◆ **WHAT YOU WILL DO**
Rewrite everything from the line that contains "target | overcast sky" down to the end of the records, swapping "rocky hillside" for "rocky slope" and leaving all else unchanged.
--- START ---
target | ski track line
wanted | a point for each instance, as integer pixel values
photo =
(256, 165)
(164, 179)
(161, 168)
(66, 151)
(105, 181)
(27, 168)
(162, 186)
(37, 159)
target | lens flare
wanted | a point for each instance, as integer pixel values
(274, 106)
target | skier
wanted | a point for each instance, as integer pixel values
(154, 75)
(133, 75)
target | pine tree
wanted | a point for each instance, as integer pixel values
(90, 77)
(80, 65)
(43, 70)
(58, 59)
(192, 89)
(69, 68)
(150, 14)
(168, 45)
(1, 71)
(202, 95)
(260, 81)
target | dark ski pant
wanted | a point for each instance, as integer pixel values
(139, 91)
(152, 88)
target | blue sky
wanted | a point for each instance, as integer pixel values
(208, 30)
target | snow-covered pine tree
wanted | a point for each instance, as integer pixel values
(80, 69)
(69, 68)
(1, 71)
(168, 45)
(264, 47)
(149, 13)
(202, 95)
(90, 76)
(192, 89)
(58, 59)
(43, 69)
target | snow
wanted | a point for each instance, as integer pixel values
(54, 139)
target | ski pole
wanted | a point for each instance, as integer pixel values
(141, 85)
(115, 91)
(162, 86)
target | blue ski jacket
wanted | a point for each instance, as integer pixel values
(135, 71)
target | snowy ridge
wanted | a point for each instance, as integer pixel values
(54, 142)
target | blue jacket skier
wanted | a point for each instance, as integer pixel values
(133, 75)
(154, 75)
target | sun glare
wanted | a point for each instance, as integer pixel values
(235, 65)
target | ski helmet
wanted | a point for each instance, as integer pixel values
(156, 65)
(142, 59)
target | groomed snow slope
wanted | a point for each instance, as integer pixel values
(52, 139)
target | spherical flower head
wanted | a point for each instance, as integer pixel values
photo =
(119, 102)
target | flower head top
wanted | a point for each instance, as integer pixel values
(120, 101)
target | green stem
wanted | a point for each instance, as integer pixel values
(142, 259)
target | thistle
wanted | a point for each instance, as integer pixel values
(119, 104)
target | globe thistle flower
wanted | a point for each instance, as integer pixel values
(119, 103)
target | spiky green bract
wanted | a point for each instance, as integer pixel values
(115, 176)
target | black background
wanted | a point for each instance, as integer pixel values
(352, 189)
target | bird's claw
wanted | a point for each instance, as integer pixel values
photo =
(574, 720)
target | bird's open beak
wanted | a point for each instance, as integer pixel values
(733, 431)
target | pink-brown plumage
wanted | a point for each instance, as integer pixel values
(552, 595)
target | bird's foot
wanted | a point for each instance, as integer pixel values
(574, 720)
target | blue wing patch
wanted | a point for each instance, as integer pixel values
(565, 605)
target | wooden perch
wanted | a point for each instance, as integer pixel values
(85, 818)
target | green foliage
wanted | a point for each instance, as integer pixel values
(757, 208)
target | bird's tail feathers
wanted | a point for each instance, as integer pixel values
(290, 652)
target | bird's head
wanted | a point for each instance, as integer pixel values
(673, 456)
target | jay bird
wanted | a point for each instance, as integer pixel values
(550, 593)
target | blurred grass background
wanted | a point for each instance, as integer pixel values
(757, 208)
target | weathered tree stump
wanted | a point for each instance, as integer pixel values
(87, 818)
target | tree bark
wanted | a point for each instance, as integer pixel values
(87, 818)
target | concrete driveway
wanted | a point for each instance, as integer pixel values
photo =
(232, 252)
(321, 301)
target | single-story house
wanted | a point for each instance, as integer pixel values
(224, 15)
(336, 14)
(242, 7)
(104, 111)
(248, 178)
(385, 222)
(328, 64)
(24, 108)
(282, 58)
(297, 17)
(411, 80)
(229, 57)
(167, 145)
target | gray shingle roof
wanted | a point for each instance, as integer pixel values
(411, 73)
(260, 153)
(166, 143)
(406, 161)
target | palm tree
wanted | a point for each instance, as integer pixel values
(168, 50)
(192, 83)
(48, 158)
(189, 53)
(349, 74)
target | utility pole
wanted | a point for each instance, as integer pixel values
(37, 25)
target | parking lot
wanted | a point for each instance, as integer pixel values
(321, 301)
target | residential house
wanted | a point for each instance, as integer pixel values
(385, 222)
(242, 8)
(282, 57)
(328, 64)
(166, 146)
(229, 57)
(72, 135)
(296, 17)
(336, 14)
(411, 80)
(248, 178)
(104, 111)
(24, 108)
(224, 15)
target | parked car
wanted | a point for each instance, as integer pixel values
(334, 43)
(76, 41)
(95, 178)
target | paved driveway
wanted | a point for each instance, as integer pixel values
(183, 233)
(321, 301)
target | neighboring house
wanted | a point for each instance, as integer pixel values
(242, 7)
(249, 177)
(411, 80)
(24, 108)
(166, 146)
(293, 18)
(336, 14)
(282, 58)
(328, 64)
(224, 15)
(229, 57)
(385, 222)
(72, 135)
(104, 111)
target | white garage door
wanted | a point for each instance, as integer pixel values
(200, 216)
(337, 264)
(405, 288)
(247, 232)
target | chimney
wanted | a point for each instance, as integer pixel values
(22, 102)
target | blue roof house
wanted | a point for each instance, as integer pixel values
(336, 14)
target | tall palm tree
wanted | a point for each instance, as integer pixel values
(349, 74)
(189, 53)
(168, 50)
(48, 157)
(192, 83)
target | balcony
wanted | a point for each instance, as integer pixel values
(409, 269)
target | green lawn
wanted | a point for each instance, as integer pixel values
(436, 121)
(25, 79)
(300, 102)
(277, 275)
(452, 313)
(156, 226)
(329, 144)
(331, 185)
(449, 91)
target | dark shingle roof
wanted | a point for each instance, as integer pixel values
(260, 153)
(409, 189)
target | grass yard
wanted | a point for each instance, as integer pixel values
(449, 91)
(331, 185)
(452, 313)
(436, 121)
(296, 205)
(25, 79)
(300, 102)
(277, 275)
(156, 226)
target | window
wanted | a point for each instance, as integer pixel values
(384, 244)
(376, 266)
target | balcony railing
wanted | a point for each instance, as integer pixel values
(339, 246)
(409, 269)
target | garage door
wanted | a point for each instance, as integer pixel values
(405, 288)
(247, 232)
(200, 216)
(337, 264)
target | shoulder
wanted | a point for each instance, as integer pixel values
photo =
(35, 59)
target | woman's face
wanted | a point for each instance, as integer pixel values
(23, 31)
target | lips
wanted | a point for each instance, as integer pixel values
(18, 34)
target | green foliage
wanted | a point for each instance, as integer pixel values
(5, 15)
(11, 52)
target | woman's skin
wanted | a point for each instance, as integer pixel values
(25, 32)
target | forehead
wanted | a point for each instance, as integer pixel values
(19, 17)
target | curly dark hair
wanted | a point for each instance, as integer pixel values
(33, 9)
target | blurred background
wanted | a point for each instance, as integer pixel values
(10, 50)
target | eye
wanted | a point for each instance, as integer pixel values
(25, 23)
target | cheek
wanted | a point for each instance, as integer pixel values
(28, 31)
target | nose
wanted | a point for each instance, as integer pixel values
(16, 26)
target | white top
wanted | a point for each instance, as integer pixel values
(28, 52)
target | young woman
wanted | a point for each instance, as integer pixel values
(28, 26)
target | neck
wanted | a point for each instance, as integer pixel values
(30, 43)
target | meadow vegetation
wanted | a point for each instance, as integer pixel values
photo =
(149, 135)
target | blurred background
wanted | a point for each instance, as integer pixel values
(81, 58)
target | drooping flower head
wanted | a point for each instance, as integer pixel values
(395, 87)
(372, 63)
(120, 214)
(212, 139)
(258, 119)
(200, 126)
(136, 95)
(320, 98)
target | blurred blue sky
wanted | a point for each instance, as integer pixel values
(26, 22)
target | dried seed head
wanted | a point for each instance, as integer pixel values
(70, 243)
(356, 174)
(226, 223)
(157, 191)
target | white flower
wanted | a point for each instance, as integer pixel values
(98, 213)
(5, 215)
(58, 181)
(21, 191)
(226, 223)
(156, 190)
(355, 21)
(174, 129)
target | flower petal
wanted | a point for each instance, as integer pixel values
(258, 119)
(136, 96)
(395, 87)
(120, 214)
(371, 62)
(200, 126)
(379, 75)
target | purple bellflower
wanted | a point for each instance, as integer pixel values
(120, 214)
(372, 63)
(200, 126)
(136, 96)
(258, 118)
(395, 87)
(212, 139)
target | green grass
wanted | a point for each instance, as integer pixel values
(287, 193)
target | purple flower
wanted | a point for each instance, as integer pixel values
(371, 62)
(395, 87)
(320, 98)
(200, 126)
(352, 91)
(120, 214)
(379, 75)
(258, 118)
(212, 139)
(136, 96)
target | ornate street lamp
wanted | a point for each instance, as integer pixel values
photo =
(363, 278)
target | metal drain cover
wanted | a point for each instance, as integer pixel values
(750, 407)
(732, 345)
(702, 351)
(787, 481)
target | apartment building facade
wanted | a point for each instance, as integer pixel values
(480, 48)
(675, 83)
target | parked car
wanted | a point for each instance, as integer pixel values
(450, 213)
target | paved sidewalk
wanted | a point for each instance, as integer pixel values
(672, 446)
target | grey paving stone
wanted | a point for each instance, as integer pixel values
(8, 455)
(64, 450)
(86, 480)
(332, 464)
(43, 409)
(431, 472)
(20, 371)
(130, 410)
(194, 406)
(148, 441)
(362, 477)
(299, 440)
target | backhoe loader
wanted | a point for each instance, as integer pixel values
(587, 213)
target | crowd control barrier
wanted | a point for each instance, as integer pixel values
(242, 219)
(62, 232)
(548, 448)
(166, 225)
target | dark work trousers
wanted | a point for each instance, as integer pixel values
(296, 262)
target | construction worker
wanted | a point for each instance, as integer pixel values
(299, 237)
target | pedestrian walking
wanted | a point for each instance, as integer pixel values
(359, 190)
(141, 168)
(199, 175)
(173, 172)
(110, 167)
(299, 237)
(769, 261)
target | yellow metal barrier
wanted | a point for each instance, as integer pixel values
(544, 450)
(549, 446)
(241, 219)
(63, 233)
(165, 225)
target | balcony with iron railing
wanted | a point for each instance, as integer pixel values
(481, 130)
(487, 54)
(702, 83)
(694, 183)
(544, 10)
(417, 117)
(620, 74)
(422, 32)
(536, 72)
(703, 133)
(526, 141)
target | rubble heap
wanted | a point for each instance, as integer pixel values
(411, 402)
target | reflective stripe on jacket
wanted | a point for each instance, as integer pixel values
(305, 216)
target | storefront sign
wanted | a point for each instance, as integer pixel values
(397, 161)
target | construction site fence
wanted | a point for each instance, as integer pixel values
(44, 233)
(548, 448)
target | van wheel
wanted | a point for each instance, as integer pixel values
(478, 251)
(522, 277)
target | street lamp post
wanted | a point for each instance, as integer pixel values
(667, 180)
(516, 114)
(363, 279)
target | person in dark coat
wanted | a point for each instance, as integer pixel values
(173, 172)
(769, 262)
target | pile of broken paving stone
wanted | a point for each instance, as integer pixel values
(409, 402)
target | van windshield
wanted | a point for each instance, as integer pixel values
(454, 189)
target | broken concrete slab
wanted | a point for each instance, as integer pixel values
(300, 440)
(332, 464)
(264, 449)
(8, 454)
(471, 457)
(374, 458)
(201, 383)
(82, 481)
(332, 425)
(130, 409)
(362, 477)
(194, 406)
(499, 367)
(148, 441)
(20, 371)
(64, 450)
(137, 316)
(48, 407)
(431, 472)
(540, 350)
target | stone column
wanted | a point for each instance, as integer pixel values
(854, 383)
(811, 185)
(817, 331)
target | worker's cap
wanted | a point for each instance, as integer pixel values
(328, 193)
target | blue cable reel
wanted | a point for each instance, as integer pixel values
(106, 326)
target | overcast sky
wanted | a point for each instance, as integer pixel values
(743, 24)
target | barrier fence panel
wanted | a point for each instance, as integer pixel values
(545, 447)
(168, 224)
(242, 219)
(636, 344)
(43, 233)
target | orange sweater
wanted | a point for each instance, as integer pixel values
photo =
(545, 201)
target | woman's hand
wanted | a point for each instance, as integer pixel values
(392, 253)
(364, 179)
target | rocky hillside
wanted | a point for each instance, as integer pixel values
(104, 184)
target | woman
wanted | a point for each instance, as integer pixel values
--- END ---
◆ **EXPECTED ANSWER**
target | overcast sky
wanted | a point for each instance, as integer pixel values
(743, 24)
target | barrier fence panel
wanted | a point for each instance, as integer pixel values
(545, 447)
(168, 224)
(242, 219)
(636, 344)
(43, 233)
target | orange sweater
wanted | a point for each instance, as integer pixel values
photo =
(545, 201)
target | woman's hand
wanted | a point for each instance, as integer pixel values
(392, 253)
(364, 179)
target | rocky slope
wanted | a point for each instance, as integer pixel values
(104, 184)
target | woman
wanted | a point for each instance, as integer pixel values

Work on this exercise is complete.